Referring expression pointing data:
[Start of Attachment]
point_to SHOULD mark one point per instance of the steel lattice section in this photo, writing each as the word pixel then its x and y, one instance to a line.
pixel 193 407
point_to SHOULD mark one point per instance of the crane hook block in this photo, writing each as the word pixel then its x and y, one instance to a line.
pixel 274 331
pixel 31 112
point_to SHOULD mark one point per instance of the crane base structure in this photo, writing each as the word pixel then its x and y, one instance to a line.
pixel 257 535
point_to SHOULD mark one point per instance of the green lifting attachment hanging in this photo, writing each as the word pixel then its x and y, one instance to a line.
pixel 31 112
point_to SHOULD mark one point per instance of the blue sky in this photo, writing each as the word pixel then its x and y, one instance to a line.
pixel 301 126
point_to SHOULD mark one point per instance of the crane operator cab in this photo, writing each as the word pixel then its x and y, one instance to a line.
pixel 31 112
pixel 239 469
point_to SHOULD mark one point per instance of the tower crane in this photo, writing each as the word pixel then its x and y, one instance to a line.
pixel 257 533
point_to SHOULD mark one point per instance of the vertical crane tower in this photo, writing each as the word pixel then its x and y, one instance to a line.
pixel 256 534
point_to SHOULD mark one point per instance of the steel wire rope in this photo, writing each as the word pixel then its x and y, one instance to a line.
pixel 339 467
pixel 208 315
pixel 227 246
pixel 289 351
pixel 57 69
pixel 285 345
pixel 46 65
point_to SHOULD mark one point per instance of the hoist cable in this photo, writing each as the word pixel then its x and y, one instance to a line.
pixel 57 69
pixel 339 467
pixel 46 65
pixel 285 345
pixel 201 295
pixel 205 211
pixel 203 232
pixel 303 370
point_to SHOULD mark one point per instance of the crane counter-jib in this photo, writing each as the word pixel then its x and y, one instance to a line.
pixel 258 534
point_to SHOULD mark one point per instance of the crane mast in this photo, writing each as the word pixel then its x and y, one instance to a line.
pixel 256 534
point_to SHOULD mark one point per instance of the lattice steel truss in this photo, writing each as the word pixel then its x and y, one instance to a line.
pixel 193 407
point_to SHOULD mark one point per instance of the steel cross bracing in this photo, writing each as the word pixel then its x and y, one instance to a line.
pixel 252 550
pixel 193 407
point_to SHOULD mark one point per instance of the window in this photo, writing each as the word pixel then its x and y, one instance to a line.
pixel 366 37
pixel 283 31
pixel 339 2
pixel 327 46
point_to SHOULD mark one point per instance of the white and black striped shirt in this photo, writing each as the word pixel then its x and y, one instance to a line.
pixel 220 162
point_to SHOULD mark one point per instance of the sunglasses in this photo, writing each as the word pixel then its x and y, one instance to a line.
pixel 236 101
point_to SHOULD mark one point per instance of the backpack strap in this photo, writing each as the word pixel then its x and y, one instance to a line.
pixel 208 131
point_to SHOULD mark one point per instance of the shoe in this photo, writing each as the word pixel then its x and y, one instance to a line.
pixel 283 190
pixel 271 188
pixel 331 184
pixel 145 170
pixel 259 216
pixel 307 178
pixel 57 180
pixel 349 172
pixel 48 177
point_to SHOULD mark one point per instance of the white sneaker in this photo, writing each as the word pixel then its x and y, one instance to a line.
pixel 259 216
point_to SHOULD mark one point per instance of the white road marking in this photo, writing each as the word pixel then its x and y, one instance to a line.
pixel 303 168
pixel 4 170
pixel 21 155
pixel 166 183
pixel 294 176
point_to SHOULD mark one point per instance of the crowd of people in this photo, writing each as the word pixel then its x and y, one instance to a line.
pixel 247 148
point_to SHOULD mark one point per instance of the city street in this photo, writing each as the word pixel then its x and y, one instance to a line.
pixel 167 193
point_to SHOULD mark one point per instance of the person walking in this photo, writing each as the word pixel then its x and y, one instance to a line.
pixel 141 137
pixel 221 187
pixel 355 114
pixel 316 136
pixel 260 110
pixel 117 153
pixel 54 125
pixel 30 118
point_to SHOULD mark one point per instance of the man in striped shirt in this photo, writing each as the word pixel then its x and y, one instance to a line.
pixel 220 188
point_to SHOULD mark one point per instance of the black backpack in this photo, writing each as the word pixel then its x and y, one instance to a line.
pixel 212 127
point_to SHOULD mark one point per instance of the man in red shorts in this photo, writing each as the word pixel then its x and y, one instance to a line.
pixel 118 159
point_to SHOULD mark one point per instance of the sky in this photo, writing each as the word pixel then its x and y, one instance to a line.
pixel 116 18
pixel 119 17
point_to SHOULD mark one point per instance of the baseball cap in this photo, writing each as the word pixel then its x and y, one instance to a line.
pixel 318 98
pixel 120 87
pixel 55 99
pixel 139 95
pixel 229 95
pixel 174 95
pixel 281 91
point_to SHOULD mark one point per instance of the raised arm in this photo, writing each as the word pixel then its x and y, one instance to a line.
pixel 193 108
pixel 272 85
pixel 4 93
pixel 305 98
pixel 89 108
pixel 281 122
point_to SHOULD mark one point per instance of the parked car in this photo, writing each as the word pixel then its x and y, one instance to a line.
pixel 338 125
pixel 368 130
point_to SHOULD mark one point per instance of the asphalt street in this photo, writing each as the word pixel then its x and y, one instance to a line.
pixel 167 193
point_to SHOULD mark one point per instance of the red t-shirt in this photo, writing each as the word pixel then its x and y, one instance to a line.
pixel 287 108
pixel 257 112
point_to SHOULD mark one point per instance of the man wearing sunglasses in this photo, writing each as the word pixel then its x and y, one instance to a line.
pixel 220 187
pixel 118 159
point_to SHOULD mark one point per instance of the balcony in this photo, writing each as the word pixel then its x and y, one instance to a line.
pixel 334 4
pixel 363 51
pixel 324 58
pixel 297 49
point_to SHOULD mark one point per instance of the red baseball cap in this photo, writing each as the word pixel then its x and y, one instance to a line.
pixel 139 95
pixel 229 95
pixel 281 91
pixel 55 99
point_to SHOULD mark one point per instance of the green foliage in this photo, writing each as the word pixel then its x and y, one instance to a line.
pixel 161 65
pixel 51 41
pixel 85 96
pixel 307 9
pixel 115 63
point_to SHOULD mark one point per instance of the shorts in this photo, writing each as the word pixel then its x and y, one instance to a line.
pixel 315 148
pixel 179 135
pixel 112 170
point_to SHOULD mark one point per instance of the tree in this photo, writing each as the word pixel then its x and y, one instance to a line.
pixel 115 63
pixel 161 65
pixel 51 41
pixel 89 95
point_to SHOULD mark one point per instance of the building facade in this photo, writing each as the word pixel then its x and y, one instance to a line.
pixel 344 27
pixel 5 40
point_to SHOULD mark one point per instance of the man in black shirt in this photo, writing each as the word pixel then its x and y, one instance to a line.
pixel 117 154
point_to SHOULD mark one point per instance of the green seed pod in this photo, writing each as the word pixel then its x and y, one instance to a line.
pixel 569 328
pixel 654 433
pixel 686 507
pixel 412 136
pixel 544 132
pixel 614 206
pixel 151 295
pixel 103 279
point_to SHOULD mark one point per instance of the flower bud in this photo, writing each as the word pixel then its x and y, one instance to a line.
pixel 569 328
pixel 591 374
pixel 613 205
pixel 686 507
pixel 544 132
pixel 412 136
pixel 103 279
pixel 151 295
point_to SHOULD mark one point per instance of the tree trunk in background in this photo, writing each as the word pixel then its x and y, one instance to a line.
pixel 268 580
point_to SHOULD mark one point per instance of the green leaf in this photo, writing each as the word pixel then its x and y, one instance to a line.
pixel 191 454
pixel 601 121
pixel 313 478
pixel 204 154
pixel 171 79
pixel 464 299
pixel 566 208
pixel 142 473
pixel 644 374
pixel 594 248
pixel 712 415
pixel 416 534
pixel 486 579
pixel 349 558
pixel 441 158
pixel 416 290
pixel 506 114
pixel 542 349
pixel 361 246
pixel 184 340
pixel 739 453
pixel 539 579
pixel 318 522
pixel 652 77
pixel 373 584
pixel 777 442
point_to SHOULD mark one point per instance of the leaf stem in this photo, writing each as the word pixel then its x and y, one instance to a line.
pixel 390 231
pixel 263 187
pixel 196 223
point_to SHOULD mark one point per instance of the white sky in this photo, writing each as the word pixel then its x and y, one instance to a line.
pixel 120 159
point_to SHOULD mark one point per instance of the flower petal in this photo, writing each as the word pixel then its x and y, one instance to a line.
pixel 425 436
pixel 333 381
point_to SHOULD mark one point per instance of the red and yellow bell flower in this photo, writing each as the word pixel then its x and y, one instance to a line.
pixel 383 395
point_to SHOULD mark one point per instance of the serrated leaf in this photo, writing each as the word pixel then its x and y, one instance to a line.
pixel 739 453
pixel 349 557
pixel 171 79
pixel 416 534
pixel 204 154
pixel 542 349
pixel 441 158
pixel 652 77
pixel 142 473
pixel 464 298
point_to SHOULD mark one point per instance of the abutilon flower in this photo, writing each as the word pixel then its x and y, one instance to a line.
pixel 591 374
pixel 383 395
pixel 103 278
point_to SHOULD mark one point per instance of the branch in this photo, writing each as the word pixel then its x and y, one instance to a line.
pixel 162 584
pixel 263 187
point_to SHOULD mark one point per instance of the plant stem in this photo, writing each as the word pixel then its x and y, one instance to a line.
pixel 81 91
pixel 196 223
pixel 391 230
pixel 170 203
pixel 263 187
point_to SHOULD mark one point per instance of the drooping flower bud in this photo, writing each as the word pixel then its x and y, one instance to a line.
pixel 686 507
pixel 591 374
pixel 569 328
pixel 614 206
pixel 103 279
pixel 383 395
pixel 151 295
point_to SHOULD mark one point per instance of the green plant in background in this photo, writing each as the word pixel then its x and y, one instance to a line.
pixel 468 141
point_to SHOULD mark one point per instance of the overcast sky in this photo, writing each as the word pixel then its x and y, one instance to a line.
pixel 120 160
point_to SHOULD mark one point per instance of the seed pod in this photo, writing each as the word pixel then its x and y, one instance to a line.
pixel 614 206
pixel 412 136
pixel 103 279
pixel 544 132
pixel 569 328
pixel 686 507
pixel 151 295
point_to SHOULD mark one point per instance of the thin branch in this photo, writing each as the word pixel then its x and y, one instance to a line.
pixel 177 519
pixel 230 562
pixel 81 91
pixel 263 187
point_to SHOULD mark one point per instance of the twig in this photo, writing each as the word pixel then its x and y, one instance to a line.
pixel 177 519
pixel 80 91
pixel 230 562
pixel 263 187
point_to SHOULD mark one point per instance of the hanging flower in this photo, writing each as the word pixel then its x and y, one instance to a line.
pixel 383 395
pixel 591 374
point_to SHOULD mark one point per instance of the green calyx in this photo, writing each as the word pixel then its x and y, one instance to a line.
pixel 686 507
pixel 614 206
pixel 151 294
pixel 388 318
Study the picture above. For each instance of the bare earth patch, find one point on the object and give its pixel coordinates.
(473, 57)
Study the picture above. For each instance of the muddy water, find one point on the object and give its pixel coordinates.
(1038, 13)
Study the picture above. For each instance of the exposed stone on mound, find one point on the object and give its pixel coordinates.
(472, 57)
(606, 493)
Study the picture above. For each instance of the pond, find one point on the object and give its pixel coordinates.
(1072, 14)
[End of Attachment]
→ EXERCISE DETAILS: Extract every line from the one containing "Study the picture above. For each instance of the muddy" through the last line of the data, inclusive, exactly as written.

→ RESULT OF THE EXERCISE:
Study the picture above. For each instance of the muddy water, find one point on the object and give its pixel coordinates.
(1038, 13)
Study the picture above. For each instance of the exposed stone on mound, find one point on the object and give its pixel coordinates.
(472, 57)
(606, 493)
Study the picture above. For each instance of the pond, find one point on the object and give its pixel coordinates.
(1072, 14)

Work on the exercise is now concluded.